The exercise>
Rewrite every line of the records below as a numbered list, and skip any blank lines.

------------------------------------------------

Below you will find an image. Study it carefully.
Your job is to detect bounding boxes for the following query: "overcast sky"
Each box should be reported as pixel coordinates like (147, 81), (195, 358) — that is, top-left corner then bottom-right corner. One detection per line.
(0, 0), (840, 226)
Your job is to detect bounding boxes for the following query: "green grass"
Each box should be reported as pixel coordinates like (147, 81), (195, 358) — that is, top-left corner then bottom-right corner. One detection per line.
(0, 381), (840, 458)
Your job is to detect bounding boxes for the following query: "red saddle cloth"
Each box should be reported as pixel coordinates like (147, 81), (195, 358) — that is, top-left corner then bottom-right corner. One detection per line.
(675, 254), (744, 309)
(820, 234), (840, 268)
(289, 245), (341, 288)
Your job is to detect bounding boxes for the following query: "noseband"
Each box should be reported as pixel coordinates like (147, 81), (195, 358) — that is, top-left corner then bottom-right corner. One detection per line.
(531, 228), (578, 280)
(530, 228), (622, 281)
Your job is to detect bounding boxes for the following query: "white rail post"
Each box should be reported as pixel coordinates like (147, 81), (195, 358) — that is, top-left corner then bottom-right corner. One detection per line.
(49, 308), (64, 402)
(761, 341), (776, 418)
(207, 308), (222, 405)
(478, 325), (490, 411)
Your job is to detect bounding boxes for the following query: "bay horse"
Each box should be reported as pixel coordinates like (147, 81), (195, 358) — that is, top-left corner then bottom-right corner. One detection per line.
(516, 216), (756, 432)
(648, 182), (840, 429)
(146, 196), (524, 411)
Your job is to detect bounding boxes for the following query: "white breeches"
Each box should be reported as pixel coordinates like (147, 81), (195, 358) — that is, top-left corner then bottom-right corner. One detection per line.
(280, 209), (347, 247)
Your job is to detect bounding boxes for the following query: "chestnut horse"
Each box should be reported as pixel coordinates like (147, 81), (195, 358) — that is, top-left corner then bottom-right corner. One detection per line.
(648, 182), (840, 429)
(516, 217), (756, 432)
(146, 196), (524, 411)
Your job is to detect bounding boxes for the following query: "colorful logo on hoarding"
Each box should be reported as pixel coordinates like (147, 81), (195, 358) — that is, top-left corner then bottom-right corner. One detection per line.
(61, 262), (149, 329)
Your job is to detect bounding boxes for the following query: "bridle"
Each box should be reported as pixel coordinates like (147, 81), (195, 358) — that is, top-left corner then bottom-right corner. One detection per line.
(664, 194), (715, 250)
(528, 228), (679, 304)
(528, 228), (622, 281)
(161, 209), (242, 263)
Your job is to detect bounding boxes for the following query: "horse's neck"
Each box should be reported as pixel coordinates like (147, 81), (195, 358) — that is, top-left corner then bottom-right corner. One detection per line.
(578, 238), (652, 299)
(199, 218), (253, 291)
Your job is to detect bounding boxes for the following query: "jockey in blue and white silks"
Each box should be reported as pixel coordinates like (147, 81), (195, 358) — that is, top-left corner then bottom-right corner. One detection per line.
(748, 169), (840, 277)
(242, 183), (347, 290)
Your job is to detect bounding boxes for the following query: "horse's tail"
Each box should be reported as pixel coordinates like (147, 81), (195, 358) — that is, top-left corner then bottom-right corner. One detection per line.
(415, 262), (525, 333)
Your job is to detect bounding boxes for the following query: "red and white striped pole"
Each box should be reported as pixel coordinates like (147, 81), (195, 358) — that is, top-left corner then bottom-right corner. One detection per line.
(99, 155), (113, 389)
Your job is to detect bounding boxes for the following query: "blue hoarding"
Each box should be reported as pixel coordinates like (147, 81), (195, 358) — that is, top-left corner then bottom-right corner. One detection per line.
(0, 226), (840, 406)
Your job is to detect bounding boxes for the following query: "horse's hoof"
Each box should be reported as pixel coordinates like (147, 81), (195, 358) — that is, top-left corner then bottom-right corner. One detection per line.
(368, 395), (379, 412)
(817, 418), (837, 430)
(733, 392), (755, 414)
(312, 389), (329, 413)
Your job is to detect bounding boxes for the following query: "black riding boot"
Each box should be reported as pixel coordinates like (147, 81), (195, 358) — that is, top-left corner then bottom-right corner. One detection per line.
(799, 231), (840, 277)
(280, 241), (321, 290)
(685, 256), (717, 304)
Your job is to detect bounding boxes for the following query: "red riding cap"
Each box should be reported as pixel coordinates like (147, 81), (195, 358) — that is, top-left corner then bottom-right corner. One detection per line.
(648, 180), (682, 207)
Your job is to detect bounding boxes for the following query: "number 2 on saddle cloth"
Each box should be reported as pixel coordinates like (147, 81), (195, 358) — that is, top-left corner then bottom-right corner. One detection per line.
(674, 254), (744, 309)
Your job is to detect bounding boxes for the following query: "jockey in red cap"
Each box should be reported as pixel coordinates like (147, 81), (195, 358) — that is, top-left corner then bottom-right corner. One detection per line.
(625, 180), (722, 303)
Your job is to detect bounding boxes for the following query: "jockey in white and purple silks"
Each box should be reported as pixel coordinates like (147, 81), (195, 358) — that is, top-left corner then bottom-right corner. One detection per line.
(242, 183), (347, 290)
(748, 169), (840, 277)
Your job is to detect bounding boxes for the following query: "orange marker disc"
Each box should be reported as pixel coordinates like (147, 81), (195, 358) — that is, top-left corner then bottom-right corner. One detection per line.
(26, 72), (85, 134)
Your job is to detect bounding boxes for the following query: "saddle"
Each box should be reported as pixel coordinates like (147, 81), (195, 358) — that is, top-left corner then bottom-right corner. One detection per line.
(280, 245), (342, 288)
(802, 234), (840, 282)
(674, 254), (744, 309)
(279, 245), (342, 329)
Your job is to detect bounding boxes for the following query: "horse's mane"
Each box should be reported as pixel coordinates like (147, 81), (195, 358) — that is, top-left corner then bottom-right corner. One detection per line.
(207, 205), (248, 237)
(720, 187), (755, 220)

------------------------------------------------

Completed exercise>
1. Below you will find an image. Study it carefully.
2. Your job is to detect bounding boxes for the following query: "overcast sky"
3. Each box should be reported as pixel coordinates like (147, 81), (195, 358) — that is, top-left corner then bottom-right corner. One detection per line.
4. (0, 0), (840, 226)
5. Your job is to detect bounding boxes for the following query: "green grass"
6. Each box should be reported as pixel coordinates like (147, 81), (195, 358) — that is, top-left corner then bottom-right corner. One detection per line.
7. (0, 381), (840, 458)
8. Your job is to detect bounding boxes for the following query: "red saddle cloth"
9. Each box should be reported as pixel coordinates like (147, 81), (195, 358) — that is, top-left corner then bottom-right corner. One detection per line.
10. (675, 254), (744, 309)
11. (820, 234), (840, 268)
12. (289, 245), (341, 288)
13. Your job is to detect bounding boxes for the following query: "noseband"
14. Each box should be reported as pixel coordinates like (147, 81), (195, 358) — that is, top-left corner then bottom-right corner. One detection per line.
15. (531, 228), (578, 280)
16. (530, 228), (622, 281)
17. Your job is to detect bounding boxes for the following query: "white rail post"
18. Each box should be reported as pixel coordinates like (147, 81), (195, 358) — that is, top-left corner then bottom-right corner. One detection per line.
19. (49, 308), (64, 402)
20. (761, 341), (776, 418)
21. (207, 308), (222, 405)
22. (478, 325), (490, 411)
23. Your job is to detect bounding boxes for the following query: "bay horse"
24. Each box should be reported as pixel coordinates like (147, 81), (195, 358) — that is, top-left corner then bottom-right corner. One detection per line.
25. (516, 216), (756, 432)
26. (648, 182), (840, 429)
27. (146, 196), (524, 411)
28. Your job is to detect bounding boxes for the following query: "white breeches"
29. Each box should be reported as pixel coordinates like (147, 81), (195, 358) — that is, top-left corner then bottom-right corner. One detection per line.
30. (280, 209), (347, 247)
31. Your job is to detect bounding boxes for the following query: "chestnut horse"
32. Each box should be reported as pixel coordinates like (147, 81), (195, 358) — that is, top-left corner then bottom-right corner. One detection per line.
33. (648, 182), (840, 429)
34. (516, 217), (756, 432)
35. (146, 196), (524, 411)
36. Your job is to detect bounding boxes for the following query: "colorful logo on hoarding"
37. Each box should be reported as pixel coordinates like (147, 81), (195, 358) — that is, top-left corner then bottom-right corner. One detection per line.
38. (61, 262), (149, 329)
39. Your job is to detect bounding boxes for the following query: "bridle"
40. Each box should be reported as pixel coordinates like (147, 81), (195, 358) — that is, top-left corner then bottom-right corner. One detection per line.
41. (664, 194), (715, 250)
42. (528, 228), (679, 304)
43. (528, 228), (622, 281)
44. (161, 209), (242, 263)
45. Your job is to detect bounding boxes for the following query: "horse's neck"
46. Each box should be reported as pixel coordinates like (147, 81), (195, 358) — that is, top-left corner then bottom-right corner. One detection per line.
47. (578, 238), (652, 299)
48. (199, 218), (253, 291)
49. Your job is to detect bounding boxes for the following query: "jockey in blue and white silks"
50. Each box should be reported as pixel coordinates like (147, 81), (195, 358) — that is, top-left corner then bottom-right corner. One detection per line.
51. (748, 169), (840, 277)
52. (242, 183), (347, 290)
53. Your job is to detect bounding boxes for the following query: "horse's tail"
54. Each box should be reported as pixel coordinates like (147, 81), (195, 358) — that is, top-left corner then bottom-right corner. One detection per line.
55. (415, 262), (525, 333)
56. Your job is to detect bounding boxes for the following query: "red and white striped pole"
57. Each box should be reported as pixel coordinates like (147, 81), (195, 358) — that is, top-left corner then bottom-right corner. One detection per line.
58. (99, 155), (113, 389)
59. Your job is to detect bounding boxes for the following query: "blue hoarding"
60. Each box should be reported as pixel coordinates like (147, 81), (195, 358) — that is, top-left corner then bottom-right corner. One detection per line.
61. (0, 226), (840, 406)
62. Your job is to detect bounding boxes for the following query: "horse's hoof"
63. Each box should be reported as pixel coordinates like (147, 81), (195, 358) — that is, top-left corner then bottom-right corner. One detection per line.
64. (368, 395), (379, 412)
65. (817, 418), (837, 430)
66. (733, 392), (755, 414)
67. (312, 389), (329, 413)
68. Your job is to detect bounding boxes for the following query: "black riding boot"
69. Each box should be reported as pixel coordinates like (147, 81), (195, 358) — that is, top-left corner then bottom-right corner. One detection per line.
70. (799, 231), (840, 277)
71. (280, 241), (321, 290)
72. (685, 256), (717, 304)
73. Your job is to detect bounding boxes for the following query: "red riding cap"
74. Each box should be reported as pixel coordinates like (147, 81), (195, 358) — that is, top-left corner then bottom-right corner. One detection per line.
75. (648, 180), (682, 207)
76. Your job is to detect bounding boxes for the following query: "number 2 on saddle cloth"
77. Each box should be reported as pixel coordinates like (147, 81), (195, 358) — that is, top-left corner then bottom-right corner. One detection per line.
78. (674, 254), (744, 309)
79. Your job is to detect bounding boxes for the following query: "jockey in red cap"
80. Each box should be reported as pixel coordinates like (147, 81), (195, 358) — that is, top-left corner then bottom-right corner. One detection per line.
81. (625, 180), (722, 303)
82. Your job is to detect bounding boxes for the following query: "jockey in white and purple silks"
83. Each box should be reported as pixel coordinates like (147, 81), (195, 358) — that is, top-left corner then bottom-right corner. One detection per line.
84. (242, 183), (347, 290)
85. (748, 169), (840, 277)
86. Your job is to detect bounding boxes for the following query: "orange marker disc"
87. Each box should be reported as pixel coordinates like (147, 81), (195, 358) — that is, top-left corner then bottom-right corner. One detection per line.
88. (26, 72), (85, 134)
89. Your job is to detect bounding boxes for the following query: "saddle"
90. Each box should be reported as pixel coordinates like (147, 81), (195, 358) — that is, top-left corner then bottom-right corner. One detection per line.
91. (280, 245), (342, 288)
92. (802, 234), (840, 282)
93. (674, 254), (744, 309)
94. (279, 245), (342, 329)
95. Your job is to detect bounding boxes for the following query: "horse's mane"
96. Each box should be reported as pixel coordinates like (147, 81), (195, 358) — that is, top-left corner then bottom-right corner. One detection per line.
97. (207, 205), (248, 237)
98. (720, 187), (755, 220)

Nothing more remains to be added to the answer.